> **Selected passage**:

Git Product home page Git Product logo

Comments (19)

ankitpokhrel avatar ankitpokhrel commented on May 18, 2024

The problem is when there is multiline text in a cell. As you are exploding shared string file with PHP_EOL in SharedStringHelper.php#243 it messes up the indexing when there is new line in the cell text itself.

We solved it temporarily by replacing PHP_EOL in text with unique character and then converting it back while retrieving the text.

Replace new line at SharedStringHelper.php#122

 $unescapedTextValue = str_replace(PHP_EOL, '
', $unescapedTextValue);

and convert it back on retrieval. SharedStringHelper.php#249

$sharedString = str_replace('
', PHP_EOL, $this->inMemoryTempFileContents[$indexInFile]);

But this doesn't seems to be the good solution. May be you should consider calculating and adding numeric index in the shared string file and make calculations based on those index.

from spout.

adrilo avatar adrilo commented on May 18, 2024

Thanks for reporting this issue @ankitpokhrel. And thanks for investigating!

Reading the temporary file containing the shared strings should remain a pretty fast task. Currently, as you pointed it out, it is assumed that the data is on one line. This makes the data retrieval really efficient because you know that the shared string with ID 85 will be on the 85th line.

> **Directions for this task**:
Write the next part of the forum thread about multiline cell text breaking the shared string indexing.

> **Listed entries**:

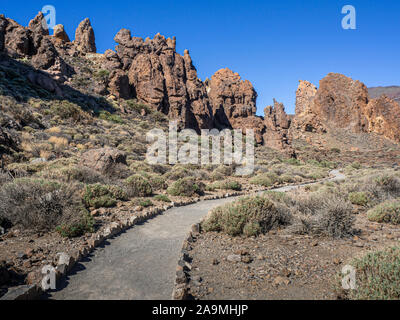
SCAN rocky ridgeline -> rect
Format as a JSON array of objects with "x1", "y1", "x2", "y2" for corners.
[
  {"x1": 291, "y1": 73, "x2": 400, "y2": 142},
  {"x1": 0, "y1": 13, "x2": 400, "y2": 154}
]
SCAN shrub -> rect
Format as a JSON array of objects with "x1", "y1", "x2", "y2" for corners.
[
  {"x1": 165, "y1": 166, "x2": 193, "y2": 181},
  {"x1": 140, "y1": 171, "x2": 167, "y2": 190},
  {"x1": 287, "y1": 192, "x2": 354, "y2": 238},
  {"x1": 139, "y1": 199, "x2": 154, "y2": 208},
  {"x1": 0, "y1": 178, "x2": 87, "y2": 231},
  {"x1": 50, "y1": 100, "x2": 90, "y2": 122},
  {"x1": 167, "y1": 178, "x2": 205, "y2": 197},
  {"x1": 154, "y1": 194, "x2": 171, "y2": 203},
  {"x1": 367, "y1": 200, "x2": 400, "y2": 224},
  {"x1": 39, "y1": 165, "x2": 106, "y2": 184},
  {"x1": 347, "y1": 247, "x2": 400, "y2": 300},
  {"x1": 250, "y1": 173, "x2": 278, "y2": 187},
  {"x1": 125, "y1": 175, "x2": 153, "y2": 197},
  {"x1": 351, "y1": 162, "x2": 361, "y2": 170},
  {"x1": 202, "y1": 196, "x2": 291, "y2": 236},
  {"x1": 99, "y1": 111, "x2": 124, "y2": 124},
  {"x1": 56, "y1": 211, "x2": 94, "y2": 238},
  {"x1": 348, "y1": 192, "x2": 368, "y2": 206},
  {"x1": 83, "y1": 183, "x2": 127, "y2": 209},
  {"x1": 285, "y1": 158, "x2": 301, "y2": 166},
  {"x1": 206, "y1": 181, "x2": 242, "y2": 191}
]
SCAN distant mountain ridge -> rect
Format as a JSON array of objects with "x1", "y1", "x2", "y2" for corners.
[{"x1": 368, "y1": 86, "x2": 400, "y2": 102}]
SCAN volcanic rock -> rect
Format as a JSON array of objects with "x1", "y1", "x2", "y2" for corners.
[{"x1": 74, "y1": 18, "x2": 97, "y2": 53}]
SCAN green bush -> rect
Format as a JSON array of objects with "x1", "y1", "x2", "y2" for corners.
[
  {"x1": 125, "y1": 175, "x2": 153, "y2": 197},
  {"x1": 56, "y1": 211, "x2": 94, "y2": 238},
  {"x1": 347, "y1": 247, "x2": 400, "y2": 300},
  {"x1": 139, "y1": 199, "x2": 154, "y2": 208},
  {"x1": 351, "y1": 162, "x2": 361, "y2": 170},
  {"x1": 83, "y1": 183, "x2": 128, "y2": 209},
  {"x1": 202, "y1": 196, "x2": 291, "y2": 236},
  {"x1": 367, "y1": 200, "x2": 400, "y2": 225},
  {"x1": 348, "y1": 192, "x2": 369, "y2": 206},
  {"x1": 206, "y1": 181, "x2": 242, "y2": 191},
  {"x1": 167, "y1": 178, "x2": 205, "y2": 197},
  {"x1": 0, "y1": 178, "x2": 87, "y2": 231},
  {"x1": 99, "y1": 111, "x2": 124, "y2": 124},
  {"x1": 250, "y1": 173, "x2": 279, "y2": 187},
  {"x1": 154, "y1": 194, "x2": 171, "y2": 203},
  {"x1": 140, "y1": 171, "x2": 168, "y2": 191}
]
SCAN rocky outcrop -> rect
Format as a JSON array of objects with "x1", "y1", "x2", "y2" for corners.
[
  {"x1": 206, "y1": 69, "x2": 293, "y2": 154},
  {"x1": 81, "y1": 148, "x2": 127, "y2": 174},
  {"x1": 74, "y1": 18, "x2": 97, "y2": 53},
  {"x1": 104, "y1": 29, "x2": 213, "y2": 130},
  {"x1": 291, "y1": 73, "x2": 400, "y2": 142},
  {"x1": 0, "y1": 13, "x2": 296, "y2": 148},
  {"x1": 263, "y1": 100, "x2": 294, "y2": 153},
  {"x1": 53, "y1": 24, "x2": 71, "y2": 42}
]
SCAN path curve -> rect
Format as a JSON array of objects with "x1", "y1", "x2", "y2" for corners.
[{"x1": 48, "y1": 170, "x2": 345, "y2": 300}]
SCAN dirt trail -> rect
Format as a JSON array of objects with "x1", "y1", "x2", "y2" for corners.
[{"x1": 48, "y1": 170, "x2": 344, "y2": 300}]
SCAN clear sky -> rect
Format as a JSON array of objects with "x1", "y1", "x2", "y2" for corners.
[{"x1": 0, "y1": 0, "x2": 400, "y2": 114}]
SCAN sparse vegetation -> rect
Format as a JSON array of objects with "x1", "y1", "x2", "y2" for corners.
[
  {"x1": 367, "y1": 199, "x2": 400, "y2": 225},
  {"x1": 349, "y1": 192, "x2": 368, "y2": 206},
  {"x1": 125, "y1": 175, "x2": 153, "y2": 197},
  {"x1": 0, "y1": 178, "x2": 87, "y2": 231},
  {"x1": 202, "y1": 196, "x2": 291, "y2": 236},
  {"x1": 346, "y1": 247, "x2": 400, "y2": 300},
  {"x1": 83, "y1": 183, "x2": 128, "y2": 209}
]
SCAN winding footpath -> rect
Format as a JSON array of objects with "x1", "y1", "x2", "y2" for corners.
[{"x1": 48, "y1": 170, "x2": 345, "y2": 300}]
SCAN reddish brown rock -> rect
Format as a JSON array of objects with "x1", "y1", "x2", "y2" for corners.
[
  {"x1": 365, "y1": 95, "x2": 400, "y2": 142},
  {"x1": 53, "y1": 24, "x2": 71, "y2": 42},
  {"x1": 108, "y1": 70, "x2": 133, "y2": 99},
  {"x1": 114, "y1": 29, "x2": 213, "y2": 131},
  {"x1": 208, "y1": 68, "x2": 257, "y2": 128},
  {"x1": 74, "y1": 18, "x2": 97, "y2": 53},
  {"x1": 2, "y1": 19, "x2": 31, "y2": 57},
  {"x1": 263, "y1": 100, "x2": 294, "y2": 153},
  {"x1": 290, "y1": 73, "x2": 400, "y2": 142}
]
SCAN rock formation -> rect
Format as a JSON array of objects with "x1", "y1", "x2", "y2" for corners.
[
  {"x1": 74, "y1": 18, "x2": 97, "y2": 53},
  {"x1": 104, "y1": 29, "x2": 213, "y2": 130},
  {"x1": 291, "y1": 73, "x2": 400, "y2": 142},
  {"x1": 53, "y1": 24, "x2": 71, "y2": 42},
  {"x1": 263, "y1": 100, "x2": 293, "y2": 153},
  {"x1": 0, "y1": 12, "x2": 296, "y2": 149}
]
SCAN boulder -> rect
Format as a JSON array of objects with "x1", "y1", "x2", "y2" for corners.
[
  {"x1": 53, "y1": 24, "x2": 71, "y2": 42},
  {"x1": 81, "y1": 148, "x2": 127, "y2": 174},
  {"x1": 74, "y1": 18, "x2": 97, "y2": 53},
  {"x1": 108, "y1": 70, "x2": 133, "y2": 99}
]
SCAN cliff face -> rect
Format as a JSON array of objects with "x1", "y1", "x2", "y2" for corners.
[
  {"x1": 104, "y1": 29, "x2": 213, "y2": 130},
  {"x1": 291, "y1": 73, "x2": 400, "y2": 142},
  {"x1": 0, "y1": 13, "x2": 289, "y2": 154}
]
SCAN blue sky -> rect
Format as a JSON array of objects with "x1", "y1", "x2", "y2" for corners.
[{"x1": 0, "y1": 0, "x2": 400, "y2": 114}]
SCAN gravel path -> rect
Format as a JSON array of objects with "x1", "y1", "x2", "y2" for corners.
[{"x1": 48, "y1": 170, "x2": 344, "y2": 300}]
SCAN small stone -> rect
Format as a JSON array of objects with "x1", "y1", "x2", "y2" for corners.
[
  {"x1": 274, "y1": 276, "x2": 290, "y2": 286},
  {"x1": 226, "y1": 254, "x2": 242, "y2": 262},
  {"x1": 242, "y1": 256, "x2": 253, "y2": 264}
]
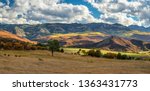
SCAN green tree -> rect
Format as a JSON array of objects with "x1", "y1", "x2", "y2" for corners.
[
  {"x1": 48, "y1": 40, "x2": 60, "y2": 56},
  {"x1": 117, "y1": 53, "x2": 122, "y2": 59},
  {"x1": 95, "y1": 50, "x2": 102, "y2": 57}
]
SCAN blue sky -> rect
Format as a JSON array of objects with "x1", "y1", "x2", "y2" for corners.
[{"x1": 0, "y1": 0, "x2": 150, "y2": 27}]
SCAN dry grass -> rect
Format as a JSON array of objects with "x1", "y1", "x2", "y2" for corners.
[{"x1": 0, "y1": 51, "x2": 150, "y2": 74}]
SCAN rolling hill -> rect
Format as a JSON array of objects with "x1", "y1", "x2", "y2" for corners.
[
  {"x1": 0, "y1": 30, "x2": 37, "y2": 44},
  {"x1": 74, "y1": 36, "x2": 150, "y2": 52},
  {"x1": 34, "y1": 32, "x2": 109, "y2": 46},
  {"x1": 123, "y1": 30, "x2": 150, "y2": 42}
]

> **Expected answer**:
Allowing strings to be on multiple lines will prevent us from making this assumption and lead to a more complex code. For instance, you could use grep to get the data that starts with "85--" (I tried using grep to parse the shared strings file - and avoid having to load the temp file in memory - but ended up not using because it's slow...). Another way to achieve this would be to load everything in memory as I do now, but instead of doing an explode, I could do something smarter like this:

Adding string index and special delimiters "||" around it at SharedStringsHelper.php#L207

fwrite($this->tempFilePointer, "||$sharedStringIndex||$sharedString" . PHP_EOL);

Then, when loading the temp file in memory, instead of using explode -- SharedStringsHelper.php#L243 -- I could have something like this:

$fileHandle = fopen($tempFilePath, 'r');
if ($fileHandle) {
    $currentSharedStringIndex = 0;
    while (($line = fgets($fileHandle)) !== false) {
        if (preg_match('/\|\|(\d+)\|\|(.*)/', $line, $matches)) {
            $currentSharedStringIndex = $matches[1];
            $currentSharedString = $matches[2];
            $this->inMemoryTempFileContents[$currentSharedStringIndex] = $currentSharedString;
        } else {
            $this->inMemoryTempFileContents[$currentSharedStringIndex] .= PHP_EOL . $line;
        }
    }

    fclose($fileHandle);
}

And retrieve it that way:

if (array_key_exists($sharedStringIndex, $this->inMemoryTempFileContents)) {
    $sharedString = $this->inMemoryTempFileContents[$sharedStringIndex];
}

This would still be pretty similar to your solution, as you need to determine a special delimiter that can be ignored on retrieval.

I can't think of another better solution that would not affect the complexity and performance of the code. So I'm going to implement your initial suggestion. If you have other suggestions, please let me know!

from spout.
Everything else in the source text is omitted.